Bunların yanında Peygamberimize inen tek mucize Kuran’dan ibaret olsaydı müşrikler O’na sadece ‘şair’ diyebilirdi, sihirbaz diyemezdi. Bir ayette müşriklerin sözleri şu şekilde anlatılır:
• Onlar, “Hayır, bunlar karma karışık rüyalardır. Hayır, onu kendisi uydurdu; belki de, o bir şairdir. Eğer böyle değilse, önceki peygamberlerin (mucizelerle) gönderildikleri gibi o da bize bir mucize getirsin” dediler. (Enbiya Suresi, 5)
Görüldüğü üzere, müşrikler inen Kuran hakkında, Peygamberimize şairlik ithamında bulunmuş ve Kuran’ın Allah katında indiğinin delili olarak doğaüstü mucize istemişlerdir. Kuran’ın delilleri ile beraber mucizeler geldiğinde ise ‘sihirbaz’ (le sâhırun) kelimesini kullanmışlardır. ‘Sihirbaz’ kelimesi doğaüstü hallerin üzerinde zuhur ettiği kişi için kullanılır. Yunus Suresi 2. ayette de Peygamberimiz hakkında ‘sihirbaz’ denildiği aktarılmaktadır.
• İçlerinden bir adama insanları uyar ve iman edenlere, Rableri katında kendileri için bir doğruluk makamı bulunduğunu müjdele diye vahyetmemiz, insanlar için şaşılacak bir şey mi oldu. O kâfirler, “Bu elbette apaçık bir sihirbazdır” dediler? (Yunus Suresi, 2)

(Sınırlayıcı kutu verilerinden alıntılar)
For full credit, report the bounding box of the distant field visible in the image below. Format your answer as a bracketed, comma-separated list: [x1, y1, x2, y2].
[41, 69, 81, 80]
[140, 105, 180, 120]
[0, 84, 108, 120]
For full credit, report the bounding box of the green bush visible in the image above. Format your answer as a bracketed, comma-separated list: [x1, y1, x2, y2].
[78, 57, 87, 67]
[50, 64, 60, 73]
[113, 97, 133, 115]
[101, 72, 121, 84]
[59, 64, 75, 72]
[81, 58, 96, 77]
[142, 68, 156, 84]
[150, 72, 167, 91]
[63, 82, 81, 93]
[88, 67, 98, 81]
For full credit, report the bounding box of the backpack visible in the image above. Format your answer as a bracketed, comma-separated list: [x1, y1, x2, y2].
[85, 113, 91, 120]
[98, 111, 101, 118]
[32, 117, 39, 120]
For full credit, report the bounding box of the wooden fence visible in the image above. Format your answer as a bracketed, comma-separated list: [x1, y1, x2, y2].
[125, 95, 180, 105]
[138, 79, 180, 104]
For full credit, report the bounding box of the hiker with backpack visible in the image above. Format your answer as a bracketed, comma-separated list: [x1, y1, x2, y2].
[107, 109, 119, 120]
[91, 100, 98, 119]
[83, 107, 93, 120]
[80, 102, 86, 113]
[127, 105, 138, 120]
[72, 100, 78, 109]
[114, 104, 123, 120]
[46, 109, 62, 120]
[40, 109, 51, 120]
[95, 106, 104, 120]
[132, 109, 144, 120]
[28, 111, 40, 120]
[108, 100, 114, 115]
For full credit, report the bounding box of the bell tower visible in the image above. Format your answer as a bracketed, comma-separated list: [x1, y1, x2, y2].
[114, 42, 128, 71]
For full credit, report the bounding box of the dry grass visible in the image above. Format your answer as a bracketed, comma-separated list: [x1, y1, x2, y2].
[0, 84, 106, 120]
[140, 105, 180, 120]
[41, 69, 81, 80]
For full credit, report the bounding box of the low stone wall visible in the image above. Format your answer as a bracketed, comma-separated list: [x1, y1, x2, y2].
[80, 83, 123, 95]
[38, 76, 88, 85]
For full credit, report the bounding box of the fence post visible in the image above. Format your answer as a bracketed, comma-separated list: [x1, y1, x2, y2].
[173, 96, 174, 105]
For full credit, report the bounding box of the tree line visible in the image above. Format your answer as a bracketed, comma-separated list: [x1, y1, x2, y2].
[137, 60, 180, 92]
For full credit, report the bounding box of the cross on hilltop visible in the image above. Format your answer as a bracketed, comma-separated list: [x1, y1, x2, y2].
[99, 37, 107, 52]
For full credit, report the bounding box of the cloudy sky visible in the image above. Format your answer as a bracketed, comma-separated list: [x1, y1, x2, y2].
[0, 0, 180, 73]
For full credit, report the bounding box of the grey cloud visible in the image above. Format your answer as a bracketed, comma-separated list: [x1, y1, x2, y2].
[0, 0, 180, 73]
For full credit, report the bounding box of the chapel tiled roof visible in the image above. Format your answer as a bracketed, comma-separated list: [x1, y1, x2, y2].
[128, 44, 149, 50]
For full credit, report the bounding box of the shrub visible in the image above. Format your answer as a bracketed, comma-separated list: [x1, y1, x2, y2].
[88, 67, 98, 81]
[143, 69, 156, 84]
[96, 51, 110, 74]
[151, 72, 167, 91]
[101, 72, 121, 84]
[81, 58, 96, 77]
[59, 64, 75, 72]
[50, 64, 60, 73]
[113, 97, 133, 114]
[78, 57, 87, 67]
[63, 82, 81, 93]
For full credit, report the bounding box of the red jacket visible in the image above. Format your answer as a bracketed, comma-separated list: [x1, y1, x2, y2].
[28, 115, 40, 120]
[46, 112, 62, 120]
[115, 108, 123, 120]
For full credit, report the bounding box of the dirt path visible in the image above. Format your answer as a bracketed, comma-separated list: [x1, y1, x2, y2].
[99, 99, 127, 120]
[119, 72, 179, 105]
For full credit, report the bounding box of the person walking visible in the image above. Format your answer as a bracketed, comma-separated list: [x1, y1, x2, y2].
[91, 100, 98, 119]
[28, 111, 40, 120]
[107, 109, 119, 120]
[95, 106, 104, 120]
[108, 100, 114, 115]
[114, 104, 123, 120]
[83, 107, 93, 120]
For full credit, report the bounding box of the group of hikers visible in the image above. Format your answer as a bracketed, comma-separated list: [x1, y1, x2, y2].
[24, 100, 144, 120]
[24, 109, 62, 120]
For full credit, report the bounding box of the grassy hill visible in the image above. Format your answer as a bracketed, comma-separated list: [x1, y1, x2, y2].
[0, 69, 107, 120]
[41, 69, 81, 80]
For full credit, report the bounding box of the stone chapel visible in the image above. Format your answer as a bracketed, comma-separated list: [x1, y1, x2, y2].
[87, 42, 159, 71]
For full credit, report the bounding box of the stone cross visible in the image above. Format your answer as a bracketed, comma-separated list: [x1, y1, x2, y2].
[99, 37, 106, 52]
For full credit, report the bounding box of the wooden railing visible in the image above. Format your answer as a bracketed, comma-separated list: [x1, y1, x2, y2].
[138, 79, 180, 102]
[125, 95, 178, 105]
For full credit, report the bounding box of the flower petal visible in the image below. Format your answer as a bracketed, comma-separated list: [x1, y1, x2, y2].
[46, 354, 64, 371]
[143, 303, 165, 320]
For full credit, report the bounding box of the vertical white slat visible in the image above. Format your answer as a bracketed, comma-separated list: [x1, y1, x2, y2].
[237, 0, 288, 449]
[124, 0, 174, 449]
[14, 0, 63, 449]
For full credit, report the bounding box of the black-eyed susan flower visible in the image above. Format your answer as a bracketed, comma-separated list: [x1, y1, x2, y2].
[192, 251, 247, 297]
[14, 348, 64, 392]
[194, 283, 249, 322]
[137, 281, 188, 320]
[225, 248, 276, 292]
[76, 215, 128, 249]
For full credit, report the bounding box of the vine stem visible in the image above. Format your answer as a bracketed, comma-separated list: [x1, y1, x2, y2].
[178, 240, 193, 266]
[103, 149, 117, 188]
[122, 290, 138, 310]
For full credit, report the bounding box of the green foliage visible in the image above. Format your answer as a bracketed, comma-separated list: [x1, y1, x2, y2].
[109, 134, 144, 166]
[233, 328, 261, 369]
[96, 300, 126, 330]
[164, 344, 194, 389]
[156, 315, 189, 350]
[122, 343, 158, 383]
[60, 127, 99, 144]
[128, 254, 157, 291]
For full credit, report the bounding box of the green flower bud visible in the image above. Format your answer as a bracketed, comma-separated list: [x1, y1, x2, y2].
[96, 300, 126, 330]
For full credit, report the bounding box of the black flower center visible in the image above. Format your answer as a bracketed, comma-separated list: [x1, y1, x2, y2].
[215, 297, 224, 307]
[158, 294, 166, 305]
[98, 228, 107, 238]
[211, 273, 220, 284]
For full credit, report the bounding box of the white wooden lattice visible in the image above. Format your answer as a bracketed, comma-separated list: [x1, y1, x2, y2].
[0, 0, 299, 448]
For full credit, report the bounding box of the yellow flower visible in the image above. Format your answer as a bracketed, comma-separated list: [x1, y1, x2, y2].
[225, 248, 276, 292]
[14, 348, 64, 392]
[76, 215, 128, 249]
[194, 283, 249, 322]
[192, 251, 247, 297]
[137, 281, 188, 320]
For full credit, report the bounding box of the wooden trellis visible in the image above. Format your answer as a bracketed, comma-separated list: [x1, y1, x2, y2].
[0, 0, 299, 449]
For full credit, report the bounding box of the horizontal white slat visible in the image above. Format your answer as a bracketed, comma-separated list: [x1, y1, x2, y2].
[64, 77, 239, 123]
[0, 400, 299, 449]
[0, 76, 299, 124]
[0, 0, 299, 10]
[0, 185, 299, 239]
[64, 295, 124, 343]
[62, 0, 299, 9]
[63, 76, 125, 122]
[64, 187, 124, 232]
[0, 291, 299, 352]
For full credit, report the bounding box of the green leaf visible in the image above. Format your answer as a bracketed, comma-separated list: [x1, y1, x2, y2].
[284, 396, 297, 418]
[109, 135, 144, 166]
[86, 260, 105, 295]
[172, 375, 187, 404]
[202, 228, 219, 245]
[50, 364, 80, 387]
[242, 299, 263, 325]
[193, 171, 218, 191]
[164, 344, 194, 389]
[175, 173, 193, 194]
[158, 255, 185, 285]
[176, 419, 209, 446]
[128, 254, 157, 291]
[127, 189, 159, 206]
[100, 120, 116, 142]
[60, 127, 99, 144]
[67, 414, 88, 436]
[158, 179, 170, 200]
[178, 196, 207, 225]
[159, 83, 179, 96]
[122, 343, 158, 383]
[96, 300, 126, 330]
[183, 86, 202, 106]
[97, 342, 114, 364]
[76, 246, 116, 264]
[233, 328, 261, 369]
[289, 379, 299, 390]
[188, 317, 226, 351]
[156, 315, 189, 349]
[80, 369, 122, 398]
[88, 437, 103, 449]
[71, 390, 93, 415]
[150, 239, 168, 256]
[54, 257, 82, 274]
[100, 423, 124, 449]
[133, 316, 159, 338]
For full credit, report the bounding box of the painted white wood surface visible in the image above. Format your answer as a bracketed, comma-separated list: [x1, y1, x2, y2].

* İstenen *
Makaleye göre "sihirbaz" kelimesi kim için kullanılır? Veriler, makaleden ayrı bir malzemedir.

* Yazılı cevap *
Doğaüstü hallerin üzerinde zuhur ettiği kişi için kullanılır.